*Zu lesender Auszug*.
"""
Fragen zur Kunst der Zeit: Kämpferische künstlerische Rituale
Das zweite internationale Fez Gathering fragte nach der Rolle der Kunst in Zeiten der Krise, assistiert von einer begleitenden Ausstellung.
Warum einige ZuschauerInnen die zuvor in den Städten Rabat, Casablanca und Tetouan gezeigte Performance als „feministische Aktion gegen die Silvesterereignisse“ begrüßten, darauf konnte sich Madiha Sebbani keinen rechten Reim machen, als sie im Sommer 2016 auf der Domplatte in Köln saß. Erst da wurde sie darüber aufgeklärt, auf welch politisch aufgeladenem Terrain sie agierte, erzählt die Künstlerin aus Rabat in Marokko auf dem Zweiten Internationalen Künstlertreffens am Wochenende in Fez.
Das zweitägige Fez Gathering wurde 2016 von dem Fotografen und Kulturvermittler Omar Chennafi ins Leben gerufen, um Kunst- und Kulturschaffende aus dem Maghreb und anderen Teilen der Welt miteinander ins Gespräch zu bringen. Die Szene, die sich hier herstellt ist denkbar weit von dem Bild entfernt, das in Köln von den Ländern Nordafrikas und deren Kultur gezeichnet wurde. Eine zehntägige Kunstausstellung, vom Berliner Künstler und Betreiber der Werkstatt Galerie Pascual Jordan und der Kölner Fotografin Evi Blink klug kuratiert und präzise gehängt, ergänzte in diesem Jahr das Symposium.
In Madiha Sebbanis Performance geht es schon um ein feministisches Anliegen, wie ihr Video in der Ausstellung verdeutlicht: um die Behauptung von Raum und Sichtbarkeit in der Öffentlichkeit. Buddha gleich verharrt sie dazu im Schneidersitz auf die Straße. Den ihr zugestandenen Raum trug sie in Köln dann auch in Form eines um die Taille geschnallten quadratischen Holzgerüsts durch die Gegend.
"""
*Daten*.
"""
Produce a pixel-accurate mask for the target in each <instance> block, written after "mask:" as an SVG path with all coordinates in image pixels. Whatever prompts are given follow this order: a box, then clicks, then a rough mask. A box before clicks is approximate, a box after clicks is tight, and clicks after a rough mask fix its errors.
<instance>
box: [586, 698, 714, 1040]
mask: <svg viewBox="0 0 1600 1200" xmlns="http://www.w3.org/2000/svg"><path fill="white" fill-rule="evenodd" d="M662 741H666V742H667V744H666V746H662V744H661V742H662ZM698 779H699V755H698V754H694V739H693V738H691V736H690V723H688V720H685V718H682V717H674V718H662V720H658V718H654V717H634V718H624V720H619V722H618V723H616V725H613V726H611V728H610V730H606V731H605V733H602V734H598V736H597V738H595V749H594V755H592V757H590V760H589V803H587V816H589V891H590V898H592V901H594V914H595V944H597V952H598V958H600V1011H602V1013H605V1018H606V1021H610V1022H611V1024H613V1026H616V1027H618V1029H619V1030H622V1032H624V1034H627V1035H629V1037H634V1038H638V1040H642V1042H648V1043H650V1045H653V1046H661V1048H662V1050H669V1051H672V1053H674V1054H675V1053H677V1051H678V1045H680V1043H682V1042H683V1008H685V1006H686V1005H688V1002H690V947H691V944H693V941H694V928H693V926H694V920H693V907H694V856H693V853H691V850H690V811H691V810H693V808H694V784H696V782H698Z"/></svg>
"""
*Zu bearbeitende Aufgaben*.
A – Legen Sie in ein bis drei Sätzen dar, zu welchem Zweck Omar Chennafi das Fez Gathering laut dem Text über das Fez Gathering im Jahr 2016 ins Leben rief.
B – Übertragen Sie aus dem Text über das Fez Gathering folgenden Satz ins Englische: „Das zweite internationale Fez Gathering fragte nach der Rolle der Kunst in Zeiten der Krise, assistiert von einer begleitenden Ausstellung.“
C – Führen Sie den Text über das Fez Gathering im Anschluss an seinen letzten Satz weiter.
Das Material hat mit dem Text über das Fez Gathering nichts zu tun.

*Erteilte Antworten*.
A – Omar Chennafi rief das Fez Gathering 2016 ins Leben, um Kunst- und Kulturschaffende aus dem Maghreb und anderen Teilen der Welt miteinander ins Gespräch zu bringen.

B – The second international Fez Gathering asked about the role of art in times of crisis, assisted by an accompanying exhibition.

C –
In Fez bliebe sie in der erstbesten Gasse der Medina stecken, sie käme damit nie durch die engen Gassen zum Institut Français, Gastgeber der Vorträge und Präsentationen, oder zum American Language Center, in dessen prachtvollem, überdachtem, wenigstens zwölf Meter hohem Innenhof der Philosoph und Künstler Rudolf zur Lippe das Fez Gathering mit Reflektionen über das diesjährige Motto „Art in the Time of Crisis“ eröffnete.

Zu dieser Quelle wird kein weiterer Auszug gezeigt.